▸ EXERCISE: Rewrite the lines from the one containing "of the cave" through the end of the records, inclusive, with "handrail" changed to "guardrail" and nothing else altered.
Start of THE DATA
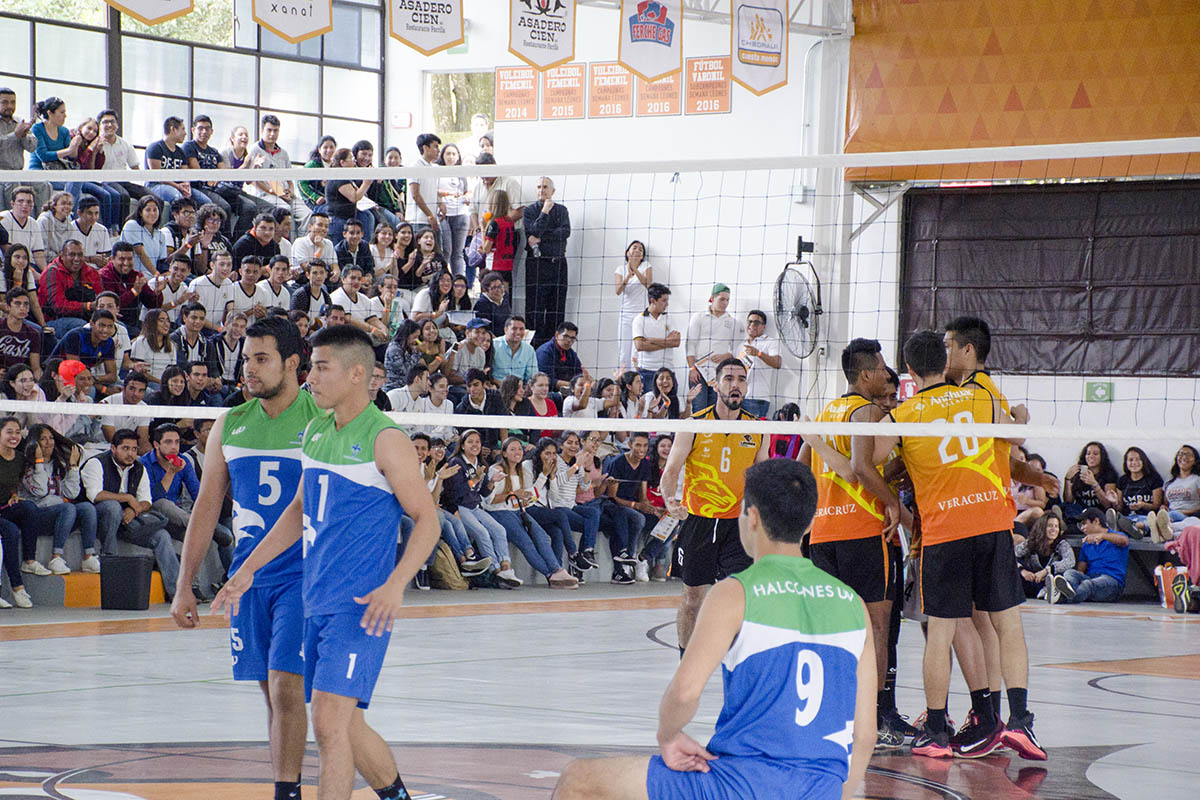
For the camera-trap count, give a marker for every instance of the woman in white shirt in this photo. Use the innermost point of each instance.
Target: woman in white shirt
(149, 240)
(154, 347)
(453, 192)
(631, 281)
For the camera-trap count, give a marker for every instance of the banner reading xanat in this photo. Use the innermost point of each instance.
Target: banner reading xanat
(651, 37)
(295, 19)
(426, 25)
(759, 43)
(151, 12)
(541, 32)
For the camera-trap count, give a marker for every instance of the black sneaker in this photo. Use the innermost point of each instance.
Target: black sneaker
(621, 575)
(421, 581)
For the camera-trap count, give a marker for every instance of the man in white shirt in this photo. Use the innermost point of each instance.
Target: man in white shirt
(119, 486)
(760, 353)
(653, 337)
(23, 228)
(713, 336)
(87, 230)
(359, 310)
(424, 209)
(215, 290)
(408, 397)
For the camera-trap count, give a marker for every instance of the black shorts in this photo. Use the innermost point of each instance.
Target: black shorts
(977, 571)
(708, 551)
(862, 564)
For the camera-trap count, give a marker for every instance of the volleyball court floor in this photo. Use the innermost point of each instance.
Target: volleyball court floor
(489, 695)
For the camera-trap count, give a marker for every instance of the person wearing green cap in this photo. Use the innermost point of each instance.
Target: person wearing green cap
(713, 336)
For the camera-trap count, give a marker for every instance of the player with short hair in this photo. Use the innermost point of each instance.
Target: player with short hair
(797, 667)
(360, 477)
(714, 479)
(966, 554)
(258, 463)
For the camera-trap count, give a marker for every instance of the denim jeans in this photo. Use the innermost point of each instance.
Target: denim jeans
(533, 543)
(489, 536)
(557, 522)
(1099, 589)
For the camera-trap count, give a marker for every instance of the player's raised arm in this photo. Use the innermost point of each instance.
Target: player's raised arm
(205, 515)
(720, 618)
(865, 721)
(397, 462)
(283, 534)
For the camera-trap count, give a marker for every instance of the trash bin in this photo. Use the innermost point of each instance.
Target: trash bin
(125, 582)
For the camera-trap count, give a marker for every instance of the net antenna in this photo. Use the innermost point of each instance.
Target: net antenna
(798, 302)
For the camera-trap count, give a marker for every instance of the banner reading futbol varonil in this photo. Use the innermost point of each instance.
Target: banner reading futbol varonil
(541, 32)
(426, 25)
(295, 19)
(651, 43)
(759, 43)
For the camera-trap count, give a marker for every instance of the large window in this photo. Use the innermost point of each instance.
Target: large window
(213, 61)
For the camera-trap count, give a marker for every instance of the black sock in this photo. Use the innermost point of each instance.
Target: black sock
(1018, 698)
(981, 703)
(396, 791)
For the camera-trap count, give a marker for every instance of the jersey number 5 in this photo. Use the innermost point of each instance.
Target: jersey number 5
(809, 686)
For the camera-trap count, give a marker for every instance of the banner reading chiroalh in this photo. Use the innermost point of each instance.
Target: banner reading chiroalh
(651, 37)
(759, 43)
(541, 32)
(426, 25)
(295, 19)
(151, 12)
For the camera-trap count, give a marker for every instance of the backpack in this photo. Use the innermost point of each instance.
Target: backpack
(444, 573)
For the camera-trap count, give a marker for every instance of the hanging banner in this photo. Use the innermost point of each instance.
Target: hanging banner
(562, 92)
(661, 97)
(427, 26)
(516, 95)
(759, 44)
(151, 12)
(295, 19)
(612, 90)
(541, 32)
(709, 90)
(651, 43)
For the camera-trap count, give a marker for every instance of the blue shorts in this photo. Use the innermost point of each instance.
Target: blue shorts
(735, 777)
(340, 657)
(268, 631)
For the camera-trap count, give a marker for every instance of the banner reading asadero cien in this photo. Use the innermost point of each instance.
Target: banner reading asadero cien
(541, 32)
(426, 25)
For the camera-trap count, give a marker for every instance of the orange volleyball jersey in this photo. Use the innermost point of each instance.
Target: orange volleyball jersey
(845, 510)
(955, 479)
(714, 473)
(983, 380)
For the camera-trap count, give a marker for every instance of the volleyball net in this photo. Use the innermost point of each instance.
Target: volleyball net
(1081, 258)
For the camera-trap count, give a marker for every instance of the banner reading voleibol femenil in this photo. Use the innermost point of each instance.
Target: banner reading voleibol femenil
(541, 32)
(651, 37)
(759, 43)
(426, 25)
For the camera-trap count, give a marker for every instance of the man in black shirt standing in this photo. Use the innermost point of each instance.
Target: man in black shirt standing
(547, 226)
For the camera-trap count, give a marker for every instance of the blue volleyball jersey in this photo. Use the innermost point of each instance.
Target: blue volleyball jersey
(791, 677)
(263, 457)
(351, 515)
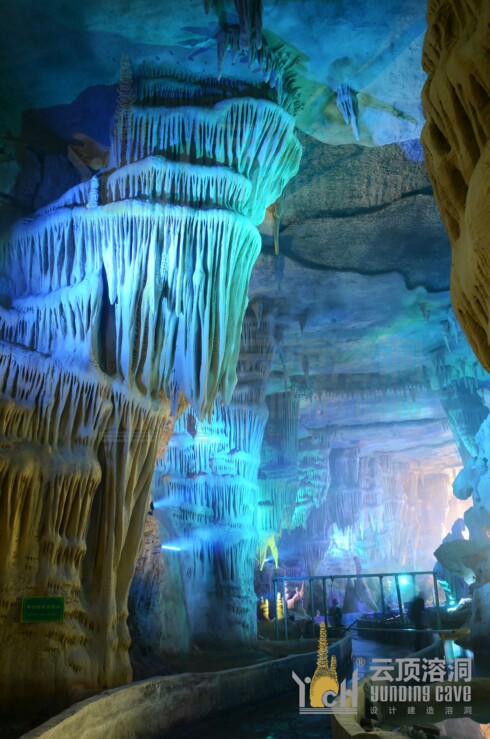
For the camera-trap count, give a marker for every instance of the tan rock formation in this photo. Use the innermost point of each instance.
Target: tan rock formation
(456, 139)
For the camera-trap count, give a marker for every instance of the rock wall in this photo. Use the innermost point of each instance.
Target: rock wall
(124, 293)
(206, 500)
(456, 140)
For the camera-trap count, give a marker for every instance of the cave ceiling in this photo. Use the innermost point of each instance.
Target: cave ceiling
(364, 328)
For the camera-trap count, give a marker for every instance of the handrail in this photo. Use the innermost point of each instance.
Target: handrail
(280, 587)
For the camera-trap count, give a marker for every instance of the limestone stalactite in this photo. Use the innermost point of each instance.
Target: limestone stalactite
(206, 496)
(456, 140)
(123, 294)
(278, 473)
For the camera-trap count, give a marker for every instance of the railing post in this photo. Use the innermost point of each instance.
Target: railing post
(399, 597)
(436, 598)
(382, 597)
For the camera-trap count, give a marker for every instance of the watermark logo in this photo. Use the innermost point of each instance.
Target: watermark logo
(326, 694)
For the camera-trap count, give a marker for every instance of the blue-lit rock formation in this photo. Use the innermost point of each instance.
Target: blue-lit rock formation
End of THE DATA
▸ THE OUTPUT:
For the camera-trap count, give a marker for every instance of the cave ceiling in this photo. Use the innermost point of each instance.
Target: cave ceiling
(364, 328)
For the camera-trap count, give a marker for every instance of the guardrail in this photo. Use the innermost point of each instance.
Target: guardrail
(280, 587)
For the camera-trap count, give a marker for every instance of the limestone stalactite in this photo. Use the innermost point of each instance.
Target: limestone stalactite
(206, 496)
(456, 140)
(123, 294)
(278, 473)
For the camera-trap count, give a marker for every instance of the railing post in this photo. Use the innermost point of each instance.
Target: railing post
(399, 597)
(436, 598)
(382, 597)
For the camera-trap count, give a marker for every instance of the watermark logo in this photo. Use the innermost point of each instance.
Target: watermark logo
(326, 694)
For the camera-trap count, give a marker for every instance of the blue-lit rock formation in this photo. Use the innermost point of each instance.
Target: blue-lit rock formation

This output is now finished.